*SHORT TASK*: Can you output the lines of the listing below, from the line containing "In the screenshot above, find the chimney" through the line containing "[104,36,145,148]", both included, as a JSON list of strings with one string per line and blank lines omitted?

Records from a collection:
====

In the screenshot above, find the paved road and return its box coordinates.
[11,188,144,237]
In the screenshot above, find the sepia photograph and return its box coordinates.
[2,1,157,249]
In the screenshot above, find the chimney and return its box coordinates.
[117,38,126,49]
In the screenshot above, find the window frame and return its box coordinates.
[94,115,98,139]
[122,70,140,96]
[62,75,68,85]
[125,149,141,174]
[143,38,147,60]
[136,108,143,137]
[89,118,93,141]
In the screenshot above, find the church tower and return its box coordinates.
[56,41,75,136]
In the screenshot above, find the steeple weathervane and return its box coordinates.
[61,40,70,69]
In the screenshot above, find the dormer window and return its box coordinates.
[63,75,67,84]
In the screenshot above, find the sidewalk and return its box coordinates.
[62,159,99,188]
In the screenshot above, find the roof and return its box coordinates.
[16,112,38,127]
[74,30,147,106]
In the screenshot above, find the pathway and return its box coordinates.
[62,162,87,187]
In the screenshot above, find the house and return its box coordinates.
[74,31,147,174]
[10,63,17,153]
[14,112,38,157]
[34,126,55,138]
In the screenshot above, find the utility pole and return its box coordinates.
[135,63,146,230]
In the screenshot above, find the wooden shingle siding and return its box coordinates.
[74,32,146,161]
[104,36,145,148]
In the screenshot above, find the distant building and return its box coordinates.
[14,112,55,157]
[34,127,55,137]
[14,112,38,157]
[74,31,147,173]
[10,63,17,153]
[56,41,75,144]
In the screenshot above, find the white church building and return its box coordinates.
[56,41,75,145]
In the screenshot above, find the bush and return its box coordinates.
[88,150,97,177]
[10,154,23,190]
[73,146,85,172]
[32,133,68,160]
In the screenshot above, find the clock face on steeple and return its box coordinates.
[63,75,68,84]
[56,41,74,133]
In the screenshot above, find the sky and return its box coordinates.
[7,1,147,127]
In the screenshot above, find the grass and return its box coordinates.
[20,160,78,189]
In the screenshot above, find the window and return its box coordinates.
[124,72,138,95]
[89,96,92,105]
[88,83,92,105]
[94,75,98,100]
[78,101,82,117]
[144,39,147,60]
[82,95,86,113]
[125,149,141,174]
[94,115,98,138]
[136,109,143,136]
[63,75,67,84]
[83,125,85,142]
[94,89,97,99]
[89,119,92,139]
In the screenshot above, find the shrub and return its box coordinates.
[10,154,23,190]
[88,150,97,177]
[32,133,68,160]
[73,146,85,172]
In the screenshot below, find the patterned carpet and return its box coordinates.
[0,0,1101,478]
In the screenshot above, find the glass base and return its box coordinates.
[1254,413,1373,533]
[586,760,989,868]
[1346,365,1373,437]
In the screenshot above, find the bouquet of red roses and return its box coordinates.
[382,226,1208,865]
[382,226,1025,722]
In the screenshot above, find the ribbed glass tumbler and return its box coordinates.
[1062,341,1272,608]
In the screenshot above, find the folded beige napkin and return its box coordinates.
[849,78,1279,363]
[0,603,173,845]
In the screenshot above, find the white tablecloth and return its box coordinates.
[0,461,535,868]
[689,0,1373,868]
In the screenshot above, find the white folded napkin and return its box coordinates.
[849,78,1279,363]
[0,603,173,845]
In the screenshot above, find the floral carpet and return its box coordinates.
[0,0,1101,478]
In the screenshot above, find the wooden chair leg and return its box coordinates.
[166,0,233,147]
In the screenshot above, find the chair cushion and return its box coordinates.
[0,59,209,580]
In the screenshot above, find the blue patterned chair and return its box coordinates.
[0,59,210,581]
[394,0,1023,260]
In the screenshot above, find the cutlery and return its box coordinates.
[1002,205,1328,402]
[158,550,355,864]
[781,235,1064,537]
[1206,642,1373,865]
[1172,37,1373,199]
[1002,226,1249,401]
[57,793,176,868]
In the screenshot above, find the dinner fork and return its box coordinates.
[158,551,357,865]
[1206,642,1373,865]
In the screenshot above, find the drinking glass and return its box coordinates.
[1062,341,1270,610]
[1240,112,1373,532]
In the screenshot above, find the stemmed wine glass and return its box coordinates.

====

*FINISHED EXERCISE*:
[
  "In the screenshot above, find the chimney and return its box coordinates.",
  "[117,38,126,49]",
  "In the screenshot above, find the window frame and return its box coordinates.",
  "[94,115,98,139]",
  "[122,70,140,96]",
  "[62,75,68,85]",
  "[125,149,141,174]",
  "[143,38,147,60]",
  "[136,108,143,137]",
  "[89,118,93,141]",
  "In the screenshot above, find the church tower and return its box coordinates.",
  "[56,41,75,136]",
  "In the screenshot above, find the steeple weathervane and return its box coordinates.",
  "[61,40,70,69]",
  "In the screenshot above, find the dormer window and return its box coordinates.",
  "[63,75,67,84]",
  "In the screenshot above, find the sidewalk and return its box coordinates.",
  "[62,159,99,188]",
  "In the screenshot above, find the roof and return its box coordinates.",
  "[16,112,38,127]",
  "[74,30,147,106]",
  "In the screenshot above, find the pathway and return its box coordinates.",
  "[62,162,87,187]",
  "In the screenshot above, find the house and return its box coordinates.",
  "[74,31,147,174]",
  "[10,63,17,153]",
  "[14,112,38,157]",
  "[34,126,55,138]",
  "In the screenshot above, find the utility pole and return its box coordinates.",
  "[135,63,146,230]",
  "In the screenshot above, find the wooden shingle siding and return its box coordinates.",
  "[74,32,146,161]",
  "[104,36,145,148]"
]